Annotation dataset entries
----

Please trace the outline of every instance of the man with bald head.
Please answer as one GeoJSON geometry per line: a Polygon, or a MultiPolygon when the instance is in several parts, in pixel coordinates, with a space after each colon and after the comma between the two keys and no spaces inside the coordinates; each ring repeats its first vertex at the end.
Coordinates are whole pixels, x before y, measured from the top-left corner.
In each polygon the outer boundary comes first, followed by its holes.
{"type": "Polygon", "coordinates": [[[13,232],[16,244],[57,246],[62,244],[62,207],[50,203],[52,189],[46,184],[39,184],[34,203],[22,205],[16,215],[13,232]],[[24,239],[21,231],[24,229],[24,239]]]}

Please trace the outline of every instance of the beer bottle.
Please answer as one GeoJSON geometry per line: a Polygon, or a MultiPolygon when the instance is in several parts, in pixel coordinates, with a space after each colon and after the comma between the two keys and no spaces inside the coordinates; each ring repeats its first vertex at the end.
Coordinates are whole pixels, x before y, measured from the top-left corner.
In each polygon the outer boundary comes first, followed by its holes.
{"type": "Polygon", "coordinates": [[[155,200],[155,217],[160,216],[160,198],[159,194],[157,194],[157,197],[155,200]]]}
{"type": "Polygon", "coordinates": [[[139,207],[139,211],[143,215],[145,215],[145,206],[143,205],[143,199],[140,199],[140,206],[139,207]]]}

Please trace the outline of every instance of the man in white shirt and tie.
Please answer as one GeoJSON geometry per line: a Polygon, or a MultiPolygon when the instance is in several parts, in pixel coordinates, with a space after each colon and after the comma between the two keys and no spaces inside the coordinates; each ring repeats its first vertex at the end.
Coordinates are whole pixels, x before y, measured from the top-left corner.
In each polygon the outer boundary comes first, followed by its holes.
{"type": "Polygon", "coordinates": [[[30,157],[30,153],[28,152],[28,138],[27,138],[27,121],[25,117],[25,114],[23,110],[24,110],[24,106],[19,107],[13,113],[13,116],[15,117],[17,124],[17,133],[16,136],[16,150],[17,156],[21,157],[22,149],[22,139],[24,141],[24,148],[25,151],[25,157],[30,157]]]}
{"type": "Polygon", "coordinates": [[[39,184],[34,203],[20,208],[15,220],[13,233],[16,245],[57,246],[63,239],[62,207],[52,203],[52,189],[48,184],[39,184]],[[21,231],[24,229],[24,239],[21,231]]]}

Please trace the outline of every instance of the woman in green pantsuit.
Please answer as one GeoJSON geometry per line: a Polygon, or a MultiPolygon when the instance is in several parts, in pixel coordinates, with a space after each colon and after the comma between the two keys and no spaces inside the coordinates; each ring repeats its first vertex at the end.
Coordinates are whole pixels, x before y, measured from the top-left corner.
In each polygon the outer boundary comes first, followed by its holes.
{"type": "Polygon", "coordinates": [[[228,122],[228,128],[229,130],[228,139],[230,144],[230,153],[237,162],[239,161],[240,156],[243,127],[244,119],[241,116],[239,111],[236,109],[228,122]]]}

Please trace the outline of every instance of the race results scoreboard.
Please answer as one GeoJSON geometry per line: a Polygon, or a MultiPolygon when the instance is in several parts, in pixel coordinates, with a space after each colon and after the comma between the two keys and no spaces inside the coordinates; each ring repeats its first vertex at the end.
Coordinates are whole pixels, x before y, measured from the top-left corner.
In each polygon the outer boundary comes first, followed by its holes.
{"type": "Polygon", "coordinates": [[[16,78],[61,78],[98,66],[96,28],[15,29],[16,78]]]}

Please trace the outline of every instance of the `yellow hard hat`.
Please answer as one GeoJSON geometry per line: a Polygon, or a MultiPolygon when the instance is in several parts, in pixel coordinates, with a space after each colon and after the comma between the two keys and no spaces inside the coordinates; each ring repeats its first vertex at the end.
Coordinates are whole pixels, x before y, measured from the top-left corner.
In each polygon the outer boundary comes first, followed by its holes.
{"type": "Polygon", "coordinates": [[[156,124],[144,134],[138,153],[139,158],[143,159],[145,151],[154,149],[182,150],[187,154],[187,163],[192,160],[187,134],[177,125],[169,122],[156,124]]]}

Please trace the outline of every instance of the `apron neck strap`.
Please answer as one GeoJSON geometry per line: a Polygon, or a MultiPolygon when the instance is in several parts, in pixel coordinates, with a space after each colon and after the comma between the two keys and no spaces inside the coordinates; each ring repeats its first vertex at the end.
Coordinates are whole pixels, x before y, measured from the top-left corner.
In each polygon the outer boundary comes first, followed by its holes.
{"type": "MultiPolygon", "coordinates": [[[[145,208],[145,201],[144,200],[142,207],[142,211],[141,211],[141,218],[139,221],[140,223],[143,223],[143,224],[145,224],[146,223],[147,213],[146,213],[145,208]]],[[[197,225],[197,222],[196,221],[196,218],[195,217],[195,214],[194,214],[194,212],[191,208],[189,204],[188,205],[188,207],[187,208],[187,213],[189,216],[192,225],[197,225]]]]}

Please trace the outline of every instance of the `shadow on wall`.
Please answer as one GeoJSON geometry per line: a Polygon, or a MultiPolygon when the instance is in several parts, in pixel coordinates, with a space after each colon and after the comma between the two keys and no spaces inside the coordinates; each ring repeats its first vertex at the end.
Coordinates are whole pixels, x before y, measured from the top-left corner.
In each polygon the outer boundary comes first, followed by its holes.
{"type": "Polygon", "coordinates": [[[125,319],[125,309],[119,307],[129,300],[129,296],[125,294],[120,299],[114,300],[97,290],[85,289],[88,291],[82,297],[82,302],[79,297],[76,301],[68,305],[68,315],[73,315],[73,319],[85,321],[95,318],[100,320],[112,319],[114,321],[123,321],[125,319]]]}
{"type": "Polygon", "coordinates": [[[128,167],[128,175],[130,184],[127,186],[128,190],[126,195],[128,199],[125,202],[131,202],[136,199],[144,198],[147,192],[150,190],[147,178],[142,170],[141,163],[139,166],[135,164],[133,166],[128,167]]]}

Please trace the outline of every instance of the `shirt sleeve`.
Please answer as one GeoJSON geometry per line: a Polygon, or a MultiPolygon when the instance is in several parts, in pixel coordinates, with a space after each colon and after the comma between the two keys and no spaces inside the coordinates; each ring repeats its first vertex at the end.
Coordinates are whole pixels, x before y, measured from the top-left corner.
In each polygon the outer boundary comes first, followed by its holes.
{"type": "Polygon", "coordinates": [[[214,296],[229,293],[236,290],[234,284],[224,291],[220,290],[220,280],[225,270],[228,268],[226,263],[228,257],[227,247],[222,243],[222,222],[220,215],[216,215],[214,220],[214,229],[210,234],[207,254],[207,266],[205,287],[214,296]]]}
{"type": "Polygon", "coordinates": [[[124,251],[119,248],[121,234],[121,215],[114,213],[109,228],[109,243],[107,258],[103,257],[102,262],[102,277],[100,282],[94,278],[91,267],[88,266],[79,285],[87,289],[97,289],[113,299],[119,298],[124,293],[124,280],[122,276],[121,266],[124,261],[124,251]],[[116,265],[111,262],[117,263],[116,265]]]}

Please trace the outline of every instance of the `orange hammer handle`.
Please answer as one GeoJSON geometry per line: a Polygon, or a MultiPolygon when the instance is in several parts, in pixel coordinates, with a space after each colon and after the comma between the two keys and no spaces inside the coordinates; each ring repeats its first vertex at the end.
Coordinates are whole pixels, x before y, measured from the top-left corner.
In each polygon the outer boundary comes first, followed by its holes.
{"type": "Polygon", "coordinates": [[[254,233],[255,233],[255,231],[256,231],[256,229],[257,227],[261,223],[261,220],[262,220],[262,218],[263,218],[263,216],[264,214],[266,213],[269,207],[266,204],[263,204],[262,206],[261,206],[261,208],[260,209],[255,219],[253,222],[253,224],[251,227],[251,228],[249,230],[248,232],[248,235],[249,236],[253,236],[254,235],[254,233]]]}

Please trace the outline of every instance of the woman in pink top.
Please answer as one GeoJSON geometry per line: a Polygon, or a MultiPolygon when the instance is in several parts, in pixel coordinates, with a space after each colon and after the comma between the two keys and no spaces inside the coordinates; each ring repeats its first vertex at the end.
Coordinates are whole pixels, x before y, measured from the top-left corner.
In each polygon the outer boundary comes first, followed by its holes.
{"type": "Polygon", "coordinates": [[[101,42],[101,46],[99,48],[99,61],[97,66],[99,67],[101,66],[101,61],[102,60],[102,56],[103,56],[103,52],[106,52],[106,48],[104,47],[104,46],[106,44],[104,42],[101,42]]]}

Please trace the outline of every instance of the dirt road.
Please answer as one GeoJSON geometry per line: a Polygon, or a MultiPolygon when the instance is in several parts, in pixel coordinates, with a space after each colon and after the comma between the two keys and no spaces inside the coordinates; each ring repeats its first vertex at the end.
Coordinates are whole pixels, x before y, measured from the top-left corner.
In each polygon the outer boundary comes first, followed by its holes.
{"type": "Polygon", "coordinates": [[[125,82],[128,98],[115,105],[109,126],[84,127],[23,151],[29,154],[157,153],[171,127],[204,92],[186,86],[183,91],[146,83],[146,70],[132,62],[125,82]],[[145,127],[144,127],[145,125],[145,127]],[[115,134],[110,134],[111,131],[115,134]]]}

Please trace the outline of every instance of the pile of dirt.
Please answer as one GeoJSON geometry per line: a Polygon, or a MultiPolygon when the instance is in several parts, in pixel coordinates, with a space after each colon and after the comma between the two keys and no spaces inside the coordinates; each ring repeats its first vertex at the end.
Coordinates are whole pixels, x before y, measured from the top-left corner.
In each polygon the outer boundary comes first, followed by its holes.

----

(DESCRIPTION OF THE TASK)
Reproduce the lines word for word, starting at the one holding "Please trace the outline of every instance of the pile" and ending at the final line of the material above.

(EXERCISE ANSWER)
Please trace the outline of every instance of the pile of dirt.
Please answer as one GeoJSON geometry per line: a Polygon, or a MultiPolygon when the instance is in several parts, in pixel coordinates, with a space after each colon and after the comma between the two keys and no spaces inside the coordinates; each ring repeats its first vertex at the end.
Coordinates are whole pixels, x before y, measured from the top-left corner.
In each polygon the outer boundary comes first, followed by its holes.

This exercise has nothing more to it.